> **WHAT YOU NEED TO DO**: The output should consist solely of the line containing "Reviewer note: check that each instance of the interior" and the lines that follow it through the end of the data below.

> **INPUT MATERIAL**:

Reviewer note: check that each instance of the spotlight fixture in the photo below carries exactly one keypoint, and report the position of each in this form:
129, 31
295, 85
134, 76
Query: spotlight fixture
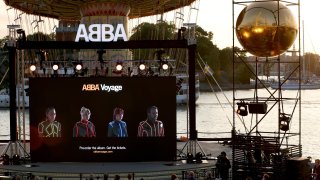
189, 158
15, 159
178, 85
242, 108
79, 66
55, 67
22, 35
5, 159
284, 121
142, 66
119, 66
165, 66
33, 67
198, 157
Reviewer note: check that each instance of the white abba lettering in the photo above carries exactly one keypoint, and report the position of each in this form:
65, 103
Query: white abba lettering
101, 33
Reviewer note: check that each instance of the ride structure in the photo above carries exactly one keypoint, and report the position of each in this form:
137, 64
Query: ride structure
267, 29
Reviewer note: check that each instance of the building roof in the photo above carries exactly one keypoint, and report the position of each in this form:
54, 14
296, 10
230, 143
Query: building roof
70, 9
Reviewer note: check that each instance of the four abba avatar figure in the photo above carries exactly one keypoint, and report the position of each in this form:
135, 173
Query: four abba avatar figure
49, 127
84, 127
151, 127
117, 127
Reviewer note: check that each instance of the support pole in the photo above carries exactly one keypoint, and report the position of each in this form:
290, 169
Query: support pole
13, 106
192, 92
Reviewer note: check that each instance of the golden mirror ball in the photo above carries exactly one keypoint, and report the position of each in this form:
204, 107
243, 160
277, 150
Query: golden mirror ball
266, 29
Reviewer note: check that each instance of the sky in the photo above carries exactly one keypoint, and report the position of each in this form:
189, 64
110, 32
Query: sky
216, 16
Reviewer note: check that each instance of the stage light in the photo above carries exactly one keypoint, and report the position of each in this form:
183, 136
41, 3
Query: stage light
33, 67
15, 159
258, 107
142, 66
5, 159
165, 66
119, 67
198, 157
242, 108
55, 67
178, 85
22, 35
189, 158
78, 66
284, 121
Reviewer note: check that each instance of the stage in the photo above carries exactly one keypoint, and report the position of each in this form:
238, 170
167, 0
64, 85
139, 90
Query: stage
146, 170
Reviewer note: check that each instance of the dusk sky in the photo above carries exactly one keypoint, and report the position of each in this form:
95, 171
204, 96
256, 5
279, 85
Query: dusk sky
216, 16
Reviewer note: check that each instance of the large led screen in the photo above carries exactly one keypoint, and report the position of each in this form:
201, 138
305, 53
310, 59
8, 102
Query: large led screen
102, 119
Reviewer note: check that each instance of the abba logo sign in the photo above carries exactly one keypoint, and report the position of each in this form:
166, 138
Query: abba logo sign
101, 87
101, 33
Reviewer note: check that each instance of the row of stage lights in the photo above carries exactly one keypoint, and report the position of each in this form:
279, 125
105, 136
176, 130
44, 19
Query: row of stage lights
119, 66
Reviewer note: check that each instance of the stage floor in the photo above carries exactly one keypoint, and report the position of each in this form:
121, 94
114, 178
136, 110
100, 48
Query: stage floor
146, 170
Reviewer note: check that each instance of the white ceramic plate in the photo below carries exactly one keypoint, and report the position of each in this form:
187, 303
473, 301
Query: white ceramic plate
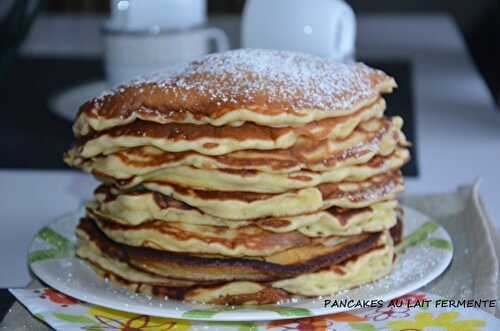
66, 103
427, 253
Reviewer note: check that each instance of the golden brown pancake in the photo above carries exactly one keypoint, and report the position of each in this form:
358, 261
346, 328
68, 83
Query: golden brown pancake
374, 137
253, 239
239, 205
136, 208
212, 140
212, 267
270, 88
263, 182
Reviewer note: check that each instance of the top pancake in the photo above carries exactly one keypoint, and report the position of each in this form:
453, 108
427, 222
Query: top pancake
269, 88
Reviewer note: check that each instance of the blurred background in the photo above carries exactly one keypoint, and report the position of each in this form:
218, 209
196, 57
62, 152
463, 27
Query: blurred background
479, 22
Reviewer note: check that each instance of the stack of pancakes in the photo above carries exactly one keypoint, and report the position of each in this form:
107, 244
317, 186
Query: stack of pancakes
250, 176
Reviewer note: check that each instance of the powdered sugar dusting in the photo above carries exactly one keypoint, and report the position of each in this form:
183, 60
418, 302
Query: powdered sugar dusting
254, 75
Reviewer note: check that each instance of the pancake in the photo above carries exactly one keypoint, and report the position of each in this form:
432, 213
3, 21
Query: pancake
269, 88
237, 205
263, 182
249, 240
357, 271
212, 267
211, 140
112, 261
136, 208
378, 136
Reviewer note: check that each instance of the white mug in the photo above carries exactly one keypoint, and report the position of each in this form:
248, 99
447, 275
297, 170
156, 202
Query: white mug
323, 27
167, 14
128, 54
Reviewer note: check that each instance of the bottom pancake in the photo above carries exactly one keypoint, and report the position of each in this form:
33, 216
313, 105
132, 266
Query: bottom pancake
363, 268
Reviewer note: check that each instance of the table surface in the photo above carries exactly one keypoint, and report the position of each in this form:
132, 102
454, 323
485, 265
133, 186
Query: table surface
456, 122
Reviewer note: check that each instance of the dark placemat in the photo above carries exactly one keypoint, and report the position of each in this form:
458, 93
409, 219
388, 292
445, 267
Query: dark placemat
35, 138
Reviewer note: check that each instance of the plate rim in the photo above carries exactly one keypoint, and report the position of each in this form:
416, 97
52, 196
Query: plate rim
245, 316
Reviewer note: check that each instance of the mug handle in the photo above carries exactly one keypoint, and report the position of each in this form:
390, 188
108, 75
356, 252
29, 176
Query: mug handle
220, 38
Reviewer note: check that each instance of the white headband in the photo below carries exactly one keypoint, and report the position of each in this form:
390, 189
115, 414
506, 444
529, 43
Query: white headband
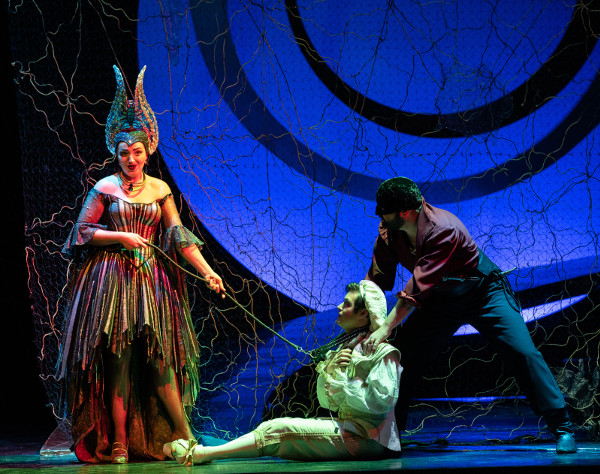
374, 302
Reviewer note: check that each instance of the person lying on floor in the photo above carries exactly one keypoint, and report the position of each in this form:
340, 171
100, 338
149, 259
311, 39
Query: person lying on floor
360, 391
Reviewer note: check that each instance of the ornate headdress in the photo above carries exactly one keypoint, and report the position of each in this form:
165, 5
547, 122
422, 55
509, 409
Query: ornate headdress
131, 121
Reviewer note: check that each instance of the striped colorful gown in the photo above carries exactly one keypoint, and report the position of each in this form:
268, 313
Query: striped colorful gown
120, 299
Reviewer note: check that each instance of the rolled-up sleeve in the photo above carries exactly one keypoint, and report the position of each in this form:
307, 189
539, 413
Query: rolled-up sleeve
87, 223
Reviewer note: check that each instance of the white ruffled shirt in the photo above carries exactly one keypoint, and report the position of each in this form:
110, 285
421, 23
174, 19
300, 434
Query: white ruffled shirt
364, 394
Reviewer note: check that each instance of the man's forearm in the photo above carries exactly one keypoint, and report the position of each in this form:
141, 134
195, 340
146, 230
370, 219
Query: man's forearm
398, 314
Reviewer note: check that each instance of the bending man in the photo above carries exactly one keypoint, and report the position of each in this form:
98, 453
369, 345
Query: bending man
452, 283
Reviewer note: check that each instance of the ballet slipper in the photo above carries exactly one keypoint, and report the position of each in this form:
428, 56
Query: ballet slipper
168, 447
181, 451
119, 454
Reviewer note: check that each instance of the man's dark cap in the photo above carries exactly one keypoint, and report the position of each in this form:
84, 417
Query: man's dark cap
397, 194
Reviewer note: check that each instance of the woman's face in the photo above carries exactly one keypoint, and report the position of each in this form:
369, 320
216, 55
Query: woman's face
132, 159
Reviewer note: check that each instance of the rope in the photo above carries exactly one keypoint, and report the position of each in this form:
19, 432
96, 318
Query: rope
239, 305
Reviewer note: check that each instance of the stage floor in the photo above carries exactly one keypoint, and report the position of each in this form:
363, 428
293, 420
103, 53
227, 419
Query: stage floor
536, 456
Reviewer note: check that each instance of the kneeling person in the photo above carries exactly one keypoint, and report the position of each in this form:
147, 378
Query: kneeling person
360, 391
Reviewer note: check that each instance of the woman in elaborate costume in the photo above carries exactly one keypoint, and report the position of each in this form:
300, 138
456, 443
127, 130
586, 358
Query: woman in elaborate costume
129, 354
359, 390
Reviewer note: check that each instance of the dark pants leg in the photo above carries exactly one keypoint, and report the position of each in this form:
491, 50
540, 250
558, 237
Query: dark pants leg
502, 324
491, 309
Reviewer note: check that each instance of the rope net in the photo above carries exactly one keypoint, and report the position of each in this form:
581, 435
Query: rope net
278, 119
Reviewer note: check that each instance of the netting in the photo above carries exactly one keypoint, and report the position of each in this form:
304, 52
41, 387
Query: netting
278, 120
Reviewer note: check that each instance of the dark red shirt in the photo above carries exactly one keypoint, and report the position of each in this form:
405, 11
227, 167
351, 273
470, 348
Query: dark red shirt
444, 249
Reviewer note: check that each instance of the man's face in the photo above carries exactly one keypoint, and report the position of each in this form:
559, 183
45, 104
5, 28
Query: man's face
393, 221
348, 317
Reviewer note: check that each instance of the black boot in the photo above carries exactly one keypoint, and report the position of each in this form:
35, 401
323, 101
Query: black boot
559, 423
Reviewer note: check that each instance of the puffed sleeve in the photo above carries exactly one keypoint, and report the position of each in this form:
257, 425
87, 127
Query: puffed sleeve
376, 394
87, 223
177, 236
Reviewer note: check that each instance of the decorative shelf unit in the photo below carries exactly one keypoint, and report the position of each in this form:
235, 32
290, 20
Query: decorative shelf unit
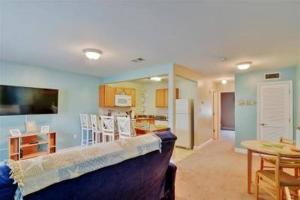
31, 145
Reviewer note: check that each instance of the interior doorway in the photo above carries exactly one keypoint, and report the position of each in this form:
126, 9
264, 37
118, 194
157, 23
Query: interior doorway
227, 111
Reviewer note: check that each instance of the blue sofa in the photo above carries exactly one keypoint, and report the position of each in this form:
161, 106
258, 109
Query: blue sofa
147, 177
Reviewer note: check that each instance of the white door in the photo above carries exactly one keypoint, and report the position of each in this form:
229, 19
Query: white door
275, 111
183, 131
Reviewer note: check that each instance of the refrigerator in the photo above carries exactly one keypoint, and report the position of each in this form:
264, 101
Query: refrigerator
184, 123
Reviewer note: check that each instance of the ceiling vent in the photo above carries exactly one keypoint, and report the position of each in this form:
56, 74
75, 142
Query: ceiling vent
272, 76
138, 60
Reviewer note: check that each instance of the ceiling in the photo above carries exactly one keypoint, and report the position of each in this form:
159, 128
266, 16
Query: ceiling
197, 34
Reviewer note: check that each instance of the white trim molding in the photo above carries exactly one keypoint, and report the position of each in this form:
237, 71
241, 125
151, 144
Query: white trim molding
203, 144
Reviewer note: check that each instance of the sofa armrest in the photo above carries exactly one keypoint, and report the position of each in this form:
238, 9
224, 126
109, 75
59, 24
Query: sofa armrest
170, 182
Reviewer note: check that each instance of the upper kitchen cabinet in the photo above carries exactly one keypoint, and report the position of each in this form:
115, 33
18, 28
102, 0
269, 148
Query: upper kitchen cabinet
161, 97
107, 96
128, 91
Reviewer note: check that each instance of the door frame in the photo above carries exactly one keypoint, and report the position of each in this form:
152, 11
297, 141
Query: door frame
216, 114
290, 83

> **SOLUTION TO THE PROBLEM**:
Reviewer note: check that each instance of the interior doorway in the photo above carries exactly one keypoint, and report the position of each in this form:
126, 9
264, 37
118, 194
157, 23
Query: interior doorway
227, 111
Reviewer note: check that each instance of the blue sofa in the photo above carries exactly one keypoint, and report the position of each in this form:
161, 106
258, 109
Query: blue sofa
147, 177
Reviewer note: check that each instance of the white door in the photo above carries exactly one keypoint, and report the position of each in this form:
229, 19
Query: white door
275, 111
183, 131
Reviewer note: check that each instance of the refrigerator in the photo above carries exactly one keypoint, and report the position of each in this form:
264, 101
Query: refrigerator
184, 123
Reviewer note: check that each instance of the ceiling vent in the photo above carries exactly one keypoint, and report the position of each in this form:
56, 74
75, 142
Query: ceiling vent
272, 76
138, 60
Reviewer note: check that each instance of the ceiling in the photo above carries exactly one keypoint, and report the position of each in this form:
159, 128
266, 16
Query: ceiling
197, 34
Reviewer note: check that each instance of the white trim molding in the photo above carries exactly one keypoint, and report the position of each in this form:
237, 71
241, 125
151, 144
Query: white trim molding
203, 144
Reviewer note: check that each instance of the sofa armrest in the photo above carries exactly one keypoint, and report the position of each in this form:
238, 9
224, 126
109, 75
59, 24
Query: sofa armrest
170, 182
Reviewer note: check that each instance of the upper kitchen cabinet in the photo above carries exactly one keypoint, and report the position of each in this form:
115, 33
18, 28
102, 0
269, 148
Query: upper kitchen cabinet
161, 97
107, 96
128, 91
Reviewer note: check that each instance of the door frame in the photo above carries exactly one keypoint, and report the position of each in this form:
152, 11
297, 141
Query: door frame
216, 114
290, 83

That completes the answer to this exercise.